▶ _Written tasks_
A: Transcribe the part of the handgun article that begins with "The best handguns" and ends after "or purple slides.".
B: According to the handgun article, how much does the Smith & Wesson M&P45 Shield weigh when empty?

-- Start of Text to read --

The best handguns for women often land outside the pink-it and shrink-it category.
What are some great general handguns for women?
- Smith & Wesson M&P45 Shield
- Ruger SR1911
- SIG Sauer P320
- Remington RP9
- Kimber Amethyst Ultra II
- Glock 27
- Republic Forge Defiant Lightweight
Confession: My name is Kat, and my hands aren’t small. My fingers are longer than those of many — most — men, in fact. My palms are too wide for women’s gloves. My hands engulf sub-compact guns but fit full-size double-stack 10mms. I am a woman who shoots, and my hands are neither small nor weak.
Men frequently ask me what handgun I recommend for the female in their lives. My standard response: Let them choose for themselves.
With that said, here’s a list of top handguns for women. And keep in mind: Many of the top choices don’t sport pink grips or purple slides.
When Smith and Wesson launched the M&P45 Shield in 2016, I was immediately intrigued. The M&P Shield is a striker-fired model offered in multiple calibers — 9mm, .40 S&W, .45 ACP — that’s earned a well-deserved place at the self-defense table. The .45 ACP chambering is interesting, partly due to the challenge of controlling its recoil in a compact model.
The 45 Shield was designed with an aggressively textured grip to combat slipping; even pouring water over the gun didn’t lessen its effectiveness. It has an overall length of 6.5 inches — 0.4 inch longer than the smaller caliber models — and weighs 20.5 ounces empty. As a single-stack, it’s easier to conceal and simpler to grip with smaller hands while remaining comfortable for larger hands. On the range, its design proved solid by recoiling rearward with minimal muzzle rise. My average five-shot groups at 10 yards hovered at 1.5 inches and expanded to 2 inches at 25 yards.
Why conceal carry (CC) a .45 ACP? Because its bullet diameter is .451 inch prior to expansion, after which it’s even larger, and sometimes those extra two millimeters are the difference between hitting and missing vital organs or arteries. Many carry advocates shy away from recommending .45 ACP handguns for women because they believe they recoil enormously, which isn’t true: The .45 ACP recoils more than some, but it’s far less than most people expect. It’s easily mastered, and when you do, you might find yourself not only carrying the 45 Shield, but also loving it like Gollum loved the One Ring.
Smith & Wesson M&P45 Shield
Frame Size: Compact slim
Caliber: .45 Auto
Action: Striker-fired, semi-auto
Capacity: 7+1 and 6+1
Barrel Length: 3.3 in.

-- End of Text to read --
-- Start of Data provided --

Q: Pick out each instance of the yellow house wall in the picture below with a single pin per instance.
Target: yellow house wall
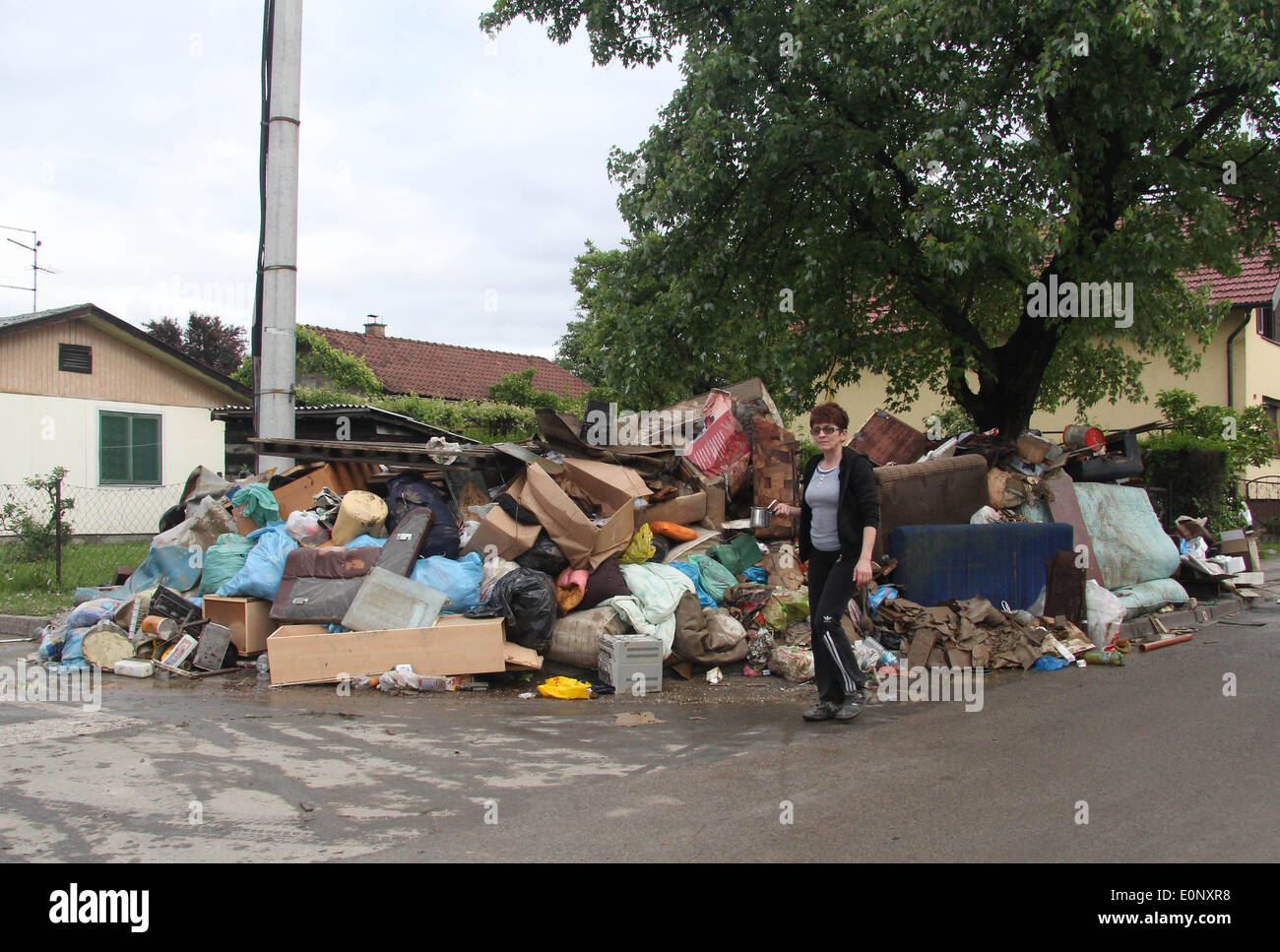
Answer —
(1255, 374)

-- End of Data provided --

▶ _Results by task_
A:
The best handguns for women often land outside the pink-it and shrink-it category.
What are some great general handguns for women?
- Smith & Wesson M&P45 Shield
- Ruger SR1911
- SIG Sauer P320
- Remington RP9
- Kimber Amethyst Ultra II
- Glock 27
- Republic Forge Defiant Lightweight
Confession: My name is Kat, and my hands aren’t small. My fingers are longer than those of many — most — men, in fact. My palms are too wide for women’s gloves. My hands engulf sub-compact guns but fit full-size double-stack 10mms. I am a woman who shoots, and my hands are neither small nor weak.
Men frequently ask me what handgun I recommend for the female in their lives. My standard response: Let them choose for themselves.
With that said, here’s a list of top handguns for women. And keep in mind: Many of the top choices don’t sport pink grips or purple slides.

B: 20.5 ounces